Gather every line from the records below that contains the word "child".

§ **DATA**:
--*--
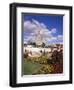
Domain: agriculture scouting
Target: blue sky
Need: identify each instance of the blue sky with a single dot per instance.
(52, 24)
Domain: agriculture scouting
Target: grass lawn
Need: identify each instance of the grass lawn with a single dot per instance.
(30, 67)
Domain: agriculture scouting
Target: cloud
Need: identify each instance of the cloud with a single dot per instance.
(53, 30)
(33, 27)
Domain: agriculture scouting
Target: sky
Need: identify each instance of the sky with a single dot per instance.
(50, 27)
--*--
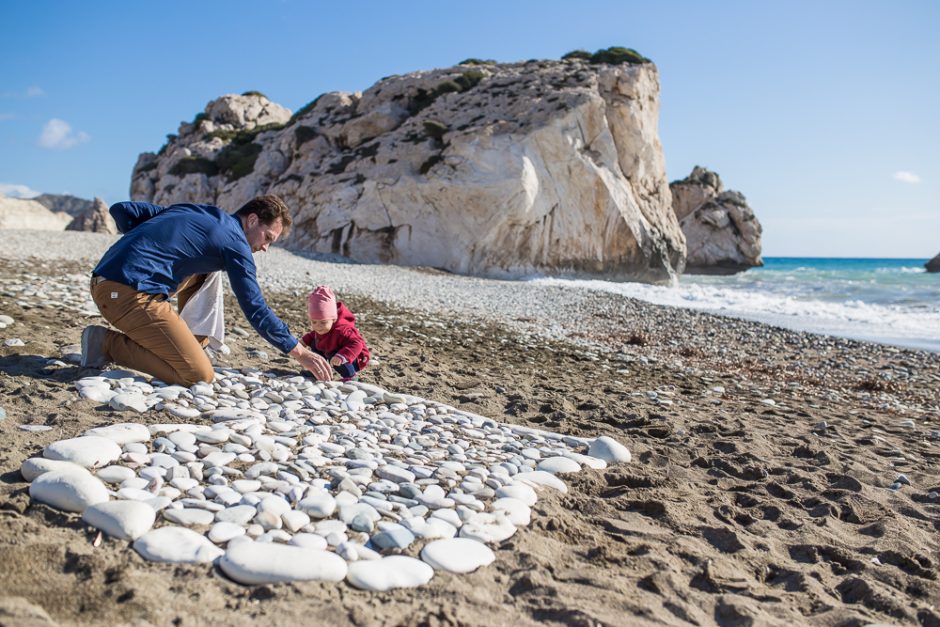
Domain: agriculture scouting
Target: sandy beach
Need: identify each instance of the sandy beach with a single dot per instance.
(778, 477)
--*--
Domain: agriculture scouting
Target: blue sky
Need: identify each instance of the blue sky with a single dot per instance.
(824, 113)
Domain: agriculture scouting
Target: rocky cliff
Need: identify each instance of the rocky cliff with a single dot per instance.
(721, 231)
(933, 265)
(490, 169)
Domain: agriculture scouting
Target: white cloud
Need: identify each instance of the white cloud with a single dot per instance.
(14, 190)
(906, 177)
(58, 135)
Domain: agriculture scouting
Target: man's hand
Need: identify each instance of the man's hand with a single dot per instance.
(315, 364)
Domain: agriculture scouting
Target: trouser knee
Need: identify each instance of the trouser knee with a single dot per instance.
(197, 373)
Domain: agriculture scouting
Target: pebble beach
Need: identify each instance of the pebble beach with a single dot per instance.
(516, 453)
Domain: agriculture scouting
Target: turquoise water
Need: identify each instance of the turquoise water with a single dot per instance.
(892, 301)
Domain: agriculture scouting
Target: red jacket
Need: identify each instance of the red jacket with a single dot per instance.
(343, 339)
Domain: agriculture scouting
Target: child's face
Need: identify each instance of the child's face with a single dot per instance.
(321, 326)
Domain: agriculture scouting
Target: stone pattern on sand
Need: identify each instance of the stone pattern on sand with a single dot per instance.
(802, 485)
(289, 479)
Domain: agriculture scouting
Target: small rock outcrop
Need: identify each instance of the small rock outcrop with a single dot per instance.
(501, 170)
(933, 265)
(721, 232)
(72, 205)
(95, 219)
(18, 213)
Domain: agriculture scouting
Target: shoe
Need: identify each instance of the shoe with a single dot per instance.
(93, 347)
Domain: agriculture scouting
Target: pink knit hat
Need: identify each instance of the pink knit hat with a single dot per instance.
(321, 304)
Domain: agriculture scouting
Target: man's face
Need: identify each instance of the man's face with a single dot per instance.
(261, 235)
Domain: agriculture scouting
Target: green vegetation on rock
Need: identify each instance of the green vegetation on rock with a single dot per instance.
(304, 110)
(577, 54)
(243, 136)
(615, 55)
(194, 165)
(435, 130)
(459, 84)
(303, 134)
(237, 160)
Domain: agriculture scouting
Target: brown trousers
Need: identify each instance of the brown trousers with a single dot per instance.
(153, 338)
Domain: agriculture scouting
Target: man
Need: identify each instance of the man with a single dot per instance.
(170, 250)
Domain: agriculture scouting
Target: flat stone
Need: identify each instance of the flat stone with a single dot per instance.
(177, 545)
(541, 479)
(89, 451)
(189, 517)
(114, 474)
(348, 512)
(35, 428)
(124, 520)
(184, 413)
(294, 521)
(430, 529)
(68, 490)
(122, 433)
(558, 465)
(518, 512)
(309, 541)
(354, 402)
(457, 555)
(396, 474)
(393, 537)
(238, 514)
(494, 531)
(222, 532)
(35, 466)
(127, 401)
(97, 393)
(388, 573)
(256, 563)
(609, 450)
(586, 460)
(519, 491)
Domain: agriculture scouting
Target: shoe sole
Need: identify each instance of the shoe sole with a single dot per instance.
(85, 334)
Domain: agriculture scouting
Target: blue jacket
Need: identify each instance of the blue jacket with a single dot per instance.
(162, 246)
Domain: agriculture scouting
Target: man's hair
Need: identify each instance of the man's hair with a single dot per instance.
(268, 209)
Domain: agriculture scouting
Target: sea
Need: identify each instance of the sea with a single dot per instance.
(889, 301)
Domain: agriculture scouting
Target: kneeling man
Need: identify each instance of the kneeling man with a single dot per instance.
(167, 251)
--*--
§ **WRITTEN REPLY**:
Target: child's face
Need: identify each instance of the child's face with a single dot per instance.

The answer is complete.